• Directions: All entries need to be written out again exactly, without their pictures.
[Data shown Boundary: Start]
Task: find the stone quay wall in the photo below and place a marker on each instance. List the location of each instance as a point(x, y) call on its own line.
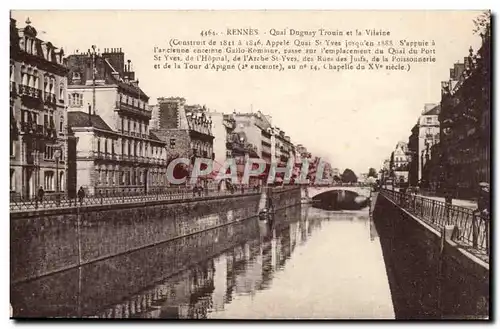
point(430, 276)
point(51, 240)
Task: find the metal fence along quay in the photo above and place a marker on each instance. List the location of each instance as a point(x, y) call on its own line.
point(177, 194)
point(473, 228)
[Data shown Boundary: End]
• Task answer:
Task: find the stone quay wall in the photo below and place a marker on each instance. List the location of each instance as a point(x, y) call on its own line.
point(430, 276)
point(51, 240)
Task: find the metal fence along quay in the photo above and place a marker on each instance. List the location of each instance as a point(x, y) call on its own line.
point(177, 194)
point(473, 228)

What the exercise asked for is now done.